Problem details:
Exactly as given, write out the lines from the one containing "Where can the palm frond" through the end of the listing, with both ends included and nothing else.

== Entries supplied ==

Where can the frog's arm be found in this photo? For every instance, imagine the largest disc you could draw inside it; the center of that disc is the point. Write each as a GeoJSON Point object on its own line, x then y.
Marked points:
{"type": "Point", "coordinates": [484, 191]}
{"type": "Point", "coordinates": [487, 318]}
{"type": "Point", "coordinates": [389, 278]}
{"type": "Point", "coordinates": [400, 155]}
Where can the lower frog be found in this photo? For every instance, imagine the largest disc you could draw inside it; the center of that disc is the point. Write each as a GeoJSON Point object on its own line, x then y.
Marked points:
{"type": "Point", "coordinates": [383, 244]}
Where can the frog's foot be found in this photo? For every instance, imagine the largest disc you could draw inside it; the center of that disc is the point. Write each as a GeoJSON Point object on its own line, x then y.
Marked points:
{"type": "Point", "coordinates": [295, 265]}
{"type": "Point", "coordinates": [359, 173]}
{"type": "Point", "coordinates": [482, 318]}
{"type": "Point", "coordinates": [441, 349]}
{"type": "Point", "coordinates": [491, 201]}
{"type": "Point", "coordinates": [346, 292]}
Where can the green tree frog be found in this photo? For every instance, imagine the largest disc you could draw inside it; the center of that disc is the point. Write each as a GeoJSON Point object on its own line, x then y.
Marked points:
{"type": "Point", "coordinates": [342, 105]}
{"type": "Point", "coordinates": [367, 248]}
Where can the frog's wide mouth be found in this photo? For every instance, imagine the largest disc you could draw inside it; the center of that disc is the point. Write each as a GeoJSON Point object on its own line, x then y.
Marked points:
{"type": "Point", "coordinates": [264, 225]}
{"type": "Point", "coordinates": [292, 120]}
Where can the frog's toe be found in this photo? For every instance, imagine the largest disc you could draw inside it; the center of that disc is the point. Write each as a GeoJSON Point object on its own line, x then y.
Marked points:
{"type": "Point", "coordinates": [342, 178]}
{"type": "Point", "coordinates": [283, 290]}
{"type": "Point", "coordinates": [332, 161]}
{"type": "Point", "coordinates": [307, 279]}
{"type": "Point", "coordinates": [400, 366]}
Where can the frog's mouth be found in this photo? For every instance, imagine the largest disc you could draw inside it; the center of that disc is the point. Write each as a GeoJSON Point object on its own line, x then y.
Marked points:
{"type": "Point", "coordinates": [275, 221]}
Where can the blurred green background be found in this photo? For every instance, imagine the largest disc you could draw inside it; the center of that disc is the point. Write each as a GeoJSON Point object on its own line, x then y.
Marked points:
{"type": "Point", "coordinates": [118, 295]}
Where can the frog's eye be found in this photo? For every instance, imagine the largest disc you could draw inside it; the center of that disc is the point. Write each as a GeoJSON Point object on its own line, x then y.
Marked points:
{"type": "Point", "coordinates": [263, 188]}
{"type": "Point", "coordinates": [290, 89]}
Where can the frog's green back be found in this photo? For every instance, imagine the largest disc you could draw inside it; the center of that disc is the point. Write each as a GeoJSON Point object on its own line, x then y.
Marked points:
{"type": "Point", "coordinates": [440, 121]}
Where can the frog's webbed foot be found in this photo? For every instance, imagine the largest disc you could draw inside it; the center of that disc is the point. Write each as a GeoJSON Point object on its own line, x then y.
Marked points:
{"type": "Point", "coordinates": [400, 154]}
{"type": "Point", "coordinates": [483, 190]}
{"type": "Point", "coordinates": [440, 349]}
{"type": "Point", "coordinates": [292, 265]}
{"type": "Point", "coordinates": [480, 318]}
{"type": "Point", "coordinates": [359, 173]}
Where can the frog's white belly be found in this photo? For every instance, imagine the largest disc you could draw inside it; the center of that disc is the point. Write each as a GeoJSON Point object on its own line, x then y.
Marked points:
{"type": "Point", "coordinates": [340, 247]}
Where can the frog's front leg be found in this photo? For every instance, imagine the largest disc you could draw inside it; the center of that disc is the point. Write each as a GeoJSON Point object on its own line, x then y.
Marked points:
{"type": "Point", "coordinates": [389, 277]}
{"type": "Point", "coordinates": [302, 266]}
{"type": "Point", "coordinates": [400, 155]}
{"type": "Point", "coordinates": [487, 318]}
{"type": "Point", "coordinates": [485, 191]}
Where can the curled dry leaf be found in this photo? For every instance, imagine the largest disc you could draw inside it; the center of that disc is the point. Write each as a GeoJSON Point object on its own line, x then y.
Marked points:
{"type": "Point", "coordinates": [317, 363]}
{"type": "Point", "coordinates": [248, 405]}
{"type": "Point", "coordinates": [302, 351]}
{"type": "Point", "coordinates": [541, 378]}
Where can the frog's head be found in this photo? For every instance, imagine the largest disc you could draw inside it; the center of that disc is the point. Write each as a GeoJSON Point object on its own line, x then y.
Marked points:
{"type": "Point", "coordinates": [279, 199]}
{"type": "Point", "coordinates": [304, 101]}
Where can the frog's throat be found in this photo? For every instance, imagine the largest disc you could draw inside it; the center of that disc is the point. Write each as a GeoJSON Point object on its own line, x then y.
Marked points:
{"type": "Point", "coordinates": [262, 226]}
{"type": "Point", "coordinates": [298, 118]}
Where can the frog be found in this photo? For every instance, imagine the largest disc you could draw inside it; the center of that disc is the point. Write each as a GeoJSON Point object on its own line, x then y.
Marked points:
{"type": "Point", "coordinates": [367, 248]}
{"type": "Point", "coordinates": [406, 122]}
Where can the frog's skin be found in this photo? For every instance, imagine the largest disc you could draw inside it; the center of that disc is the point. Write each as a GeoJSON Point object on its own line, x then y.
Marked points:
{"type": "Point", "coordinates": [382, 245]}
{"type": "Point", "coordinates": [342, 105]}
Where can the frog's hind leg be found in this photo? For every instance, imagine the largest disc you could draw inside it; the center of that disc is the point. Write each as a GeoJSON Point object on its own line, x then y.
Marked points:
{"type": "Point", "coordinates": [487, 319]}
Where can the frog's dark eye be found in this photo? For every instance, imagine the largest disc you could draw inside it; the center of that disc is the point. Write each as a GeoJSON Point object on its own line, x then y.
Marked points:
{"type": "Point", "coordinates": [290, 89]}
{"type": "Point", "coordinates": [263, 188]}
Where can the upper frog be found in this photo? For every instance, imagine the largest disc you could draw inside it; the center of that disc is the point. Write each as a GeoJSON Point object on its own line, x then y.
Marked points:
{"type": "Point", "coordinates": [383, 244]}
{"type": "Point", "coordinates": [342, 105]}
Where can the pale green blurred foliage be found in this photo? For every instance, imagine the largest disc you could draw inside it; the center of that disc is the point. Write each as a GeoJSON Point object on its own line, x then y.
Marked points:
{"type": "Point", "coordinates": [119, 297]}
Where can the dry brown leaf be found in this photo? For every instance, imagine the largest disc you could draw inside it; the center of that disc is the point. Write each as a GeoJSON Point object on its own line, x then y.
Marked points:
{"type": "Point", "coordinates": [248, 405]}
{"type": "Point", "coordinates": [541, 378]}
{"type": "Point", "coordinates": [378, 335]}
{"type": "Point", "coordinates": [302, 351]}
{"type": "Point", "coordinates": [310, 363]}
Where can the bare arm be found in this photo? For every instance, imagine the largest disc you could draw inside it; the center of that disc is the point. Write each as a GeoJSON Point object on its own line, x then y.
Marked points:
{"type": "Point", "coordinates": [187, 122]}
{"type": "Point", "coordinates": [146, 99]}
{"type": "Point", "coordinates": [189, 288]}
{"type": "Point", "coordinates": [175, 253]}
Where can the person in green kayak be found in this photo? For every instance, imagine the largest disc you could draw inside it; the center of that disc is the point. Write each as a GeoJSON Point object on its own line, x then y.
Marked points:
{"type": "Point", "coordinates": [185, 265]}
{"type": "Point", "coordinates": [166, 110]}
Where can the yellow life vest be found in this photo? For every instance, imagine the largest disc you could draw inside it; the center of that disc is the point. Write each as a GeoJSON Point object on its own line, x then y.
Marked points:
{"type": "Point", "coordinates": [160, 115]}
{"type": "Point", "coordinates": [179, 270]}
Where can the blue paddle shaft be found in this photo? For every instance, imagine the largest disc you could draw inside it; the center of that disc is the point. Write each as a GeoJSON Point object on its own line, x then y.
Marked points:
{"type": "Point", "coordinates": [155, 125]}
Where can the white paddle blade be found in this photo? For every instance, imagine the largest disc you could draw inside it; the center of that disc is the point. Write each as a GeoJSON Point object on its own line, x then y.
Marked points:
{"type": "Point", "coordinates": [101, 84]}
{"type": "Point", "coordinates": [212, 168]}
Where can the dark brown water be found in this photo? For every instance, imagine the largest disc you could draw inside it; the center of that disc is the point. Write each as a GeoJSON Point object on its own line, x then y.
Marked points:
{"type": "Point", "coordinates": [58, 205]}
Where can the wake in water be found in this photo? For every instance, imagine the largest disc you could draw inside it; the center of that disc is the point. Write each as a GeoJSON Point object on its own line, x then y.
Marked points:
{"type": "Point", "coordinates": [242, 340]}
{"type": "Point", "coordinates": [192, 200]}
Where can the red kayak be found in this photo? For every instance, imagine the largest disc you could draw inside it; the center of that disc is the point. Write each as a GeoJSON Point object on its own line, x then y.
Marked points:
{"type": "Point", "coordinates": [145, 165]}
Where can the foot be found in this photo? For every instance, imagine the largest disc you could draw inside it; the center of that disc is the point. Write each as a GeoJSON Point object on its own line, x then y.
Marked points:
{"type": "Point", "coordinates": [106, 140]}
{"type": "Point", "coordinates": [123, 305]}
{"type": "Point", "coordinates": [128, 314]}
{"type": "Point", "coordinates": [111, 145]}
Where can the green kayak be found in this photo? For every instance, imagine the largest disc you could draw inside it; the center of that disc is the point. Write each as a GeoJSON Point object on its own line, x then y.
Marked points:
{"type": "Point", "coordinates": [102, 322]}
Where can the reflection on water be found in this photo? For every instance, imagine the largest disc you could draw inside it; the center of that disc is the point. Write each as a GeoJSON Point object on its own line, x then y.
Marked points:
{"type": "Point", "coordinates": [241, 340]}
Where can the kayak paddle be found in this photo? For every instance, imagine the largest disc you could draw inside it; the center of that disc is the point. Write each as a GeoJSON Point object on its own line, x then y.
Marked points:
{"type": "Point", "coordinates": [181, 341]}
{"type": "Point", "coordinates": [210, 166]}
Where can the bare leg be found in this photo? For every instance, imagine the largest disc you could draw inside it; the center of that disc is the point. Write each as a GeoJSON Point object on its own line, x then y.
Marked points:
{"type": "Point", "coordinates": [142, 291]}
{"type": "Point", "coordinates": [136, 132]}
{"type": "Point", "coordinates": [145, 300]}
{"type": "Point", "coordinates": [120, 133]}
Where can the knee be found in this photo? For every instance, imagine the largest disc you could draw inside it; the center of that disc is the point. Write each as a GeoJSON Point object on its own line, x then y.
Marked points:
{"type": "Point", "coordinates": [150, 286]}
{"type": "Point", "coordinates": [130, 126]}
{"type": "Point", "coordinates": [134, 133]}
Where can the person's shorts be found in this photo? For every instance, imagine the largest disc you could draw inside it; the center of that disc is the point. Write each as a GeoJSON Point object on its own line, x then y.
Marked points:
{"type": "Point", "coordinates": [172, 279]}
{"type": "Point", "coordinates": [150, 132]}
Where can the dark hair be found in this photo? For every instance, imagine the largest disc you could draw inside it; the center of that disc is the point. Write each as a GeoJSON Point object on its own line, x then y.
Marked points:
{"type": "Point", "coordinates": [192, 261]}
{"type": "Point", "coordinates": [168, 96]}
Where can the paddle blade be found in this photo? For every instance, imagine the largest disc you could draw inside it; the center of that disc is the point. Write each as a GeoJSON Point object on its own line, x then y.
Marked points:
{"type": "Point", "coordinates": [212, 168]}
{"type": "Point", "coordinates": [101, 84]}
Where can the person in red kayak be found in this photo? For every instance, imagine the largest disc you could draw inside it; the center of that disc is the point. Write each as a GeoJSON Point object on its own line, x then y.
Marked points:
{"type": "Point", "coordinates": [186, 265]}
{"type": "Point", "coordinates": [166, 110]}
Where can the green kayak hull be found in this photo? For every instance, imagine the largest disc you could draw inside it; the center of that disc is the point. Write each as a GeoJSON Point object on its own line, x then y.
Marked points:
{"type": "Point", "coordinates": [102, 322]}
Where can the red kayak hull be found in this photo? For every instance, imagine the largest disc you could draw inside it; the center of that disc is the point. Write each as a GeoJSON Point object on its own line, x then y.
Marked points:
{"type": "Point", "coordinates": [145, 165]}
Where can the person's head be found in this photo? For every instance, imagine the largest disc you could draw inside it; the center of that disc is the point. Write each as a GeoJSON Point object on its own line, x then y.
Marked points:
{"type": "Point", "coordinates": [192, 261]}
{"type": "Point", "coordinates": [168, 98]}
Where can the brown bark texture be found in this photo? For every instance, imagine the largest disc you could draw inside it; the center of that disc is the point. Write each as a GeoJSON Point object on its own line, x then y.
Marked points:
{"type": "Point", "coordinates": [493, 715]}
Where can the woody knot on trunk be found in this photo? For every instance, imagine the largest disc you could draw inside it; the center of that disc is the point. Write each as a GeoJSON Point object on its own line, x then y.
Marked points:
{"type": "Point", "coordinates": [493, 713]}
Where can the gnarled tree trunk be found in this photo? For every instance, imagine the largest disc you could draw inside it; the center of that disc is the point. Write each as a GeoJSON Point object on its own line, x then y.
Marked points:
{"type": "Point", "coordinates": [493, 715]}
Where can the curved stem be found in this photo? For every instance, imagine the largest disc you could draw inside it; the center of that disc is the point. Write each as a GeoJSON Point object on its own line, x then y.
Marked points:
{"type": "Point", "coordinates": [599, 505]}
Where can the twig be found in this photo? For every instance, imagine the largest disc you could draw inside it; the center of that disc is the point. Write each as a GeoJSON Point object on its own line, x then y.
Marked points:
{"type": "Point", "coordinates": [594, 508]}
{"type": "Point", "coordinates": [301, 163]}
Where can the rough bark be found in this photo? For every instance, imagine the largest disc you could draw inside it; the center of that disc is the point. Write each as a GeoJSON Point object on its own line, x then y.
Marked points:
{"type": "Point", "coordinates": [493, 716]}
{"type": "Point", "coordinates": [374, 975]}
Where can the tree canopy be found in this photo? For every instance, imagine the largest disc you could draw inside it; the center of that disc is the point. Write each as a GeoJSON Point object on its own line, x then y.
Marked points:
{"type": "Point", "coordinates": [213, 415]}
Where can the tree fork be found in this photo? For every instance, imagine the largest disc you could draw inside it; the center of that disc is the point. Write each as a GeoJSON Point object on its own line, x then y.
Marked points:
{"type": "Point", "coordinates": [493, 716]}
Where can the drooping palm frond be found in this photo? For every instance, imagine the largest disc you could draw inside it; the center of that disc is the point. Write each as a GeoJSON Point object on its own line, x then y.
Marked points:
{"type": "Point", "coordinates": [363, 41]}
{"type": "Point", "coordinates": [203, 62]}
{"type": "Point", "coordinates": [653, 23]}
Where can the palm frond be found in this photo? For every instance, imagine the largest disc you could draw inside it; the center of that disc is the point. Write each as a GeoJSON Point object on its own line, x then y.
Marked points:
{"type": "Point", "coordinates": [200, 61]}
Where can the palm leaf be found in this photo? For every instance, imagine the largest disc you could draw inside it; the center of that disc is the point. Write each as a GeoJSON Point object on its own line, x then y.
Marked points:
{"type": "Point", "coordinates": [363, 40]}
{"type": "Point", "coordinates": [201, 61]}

===

Answer to the exercise:
Where can the palm frond be found in this photo? For every instance, imagine the largest disc you could draw inside it; the center of that disc is the point. Write each as a GeoJSON Point object on its own line, x then y.
Marked points:
{"type": "Point", "coordinates": [200, 61]}
Where can the palm leaf be found in this photo? For every instance, imagine the largest disc you could draw inside it; the center of that disc is the point. Write each as a GeoJSON Point object on its own line, x then y.
Marked points:
{"type": "Point", "coordinates": [363, 40]}
{"type": "Point", "coordinates": [201, 61]}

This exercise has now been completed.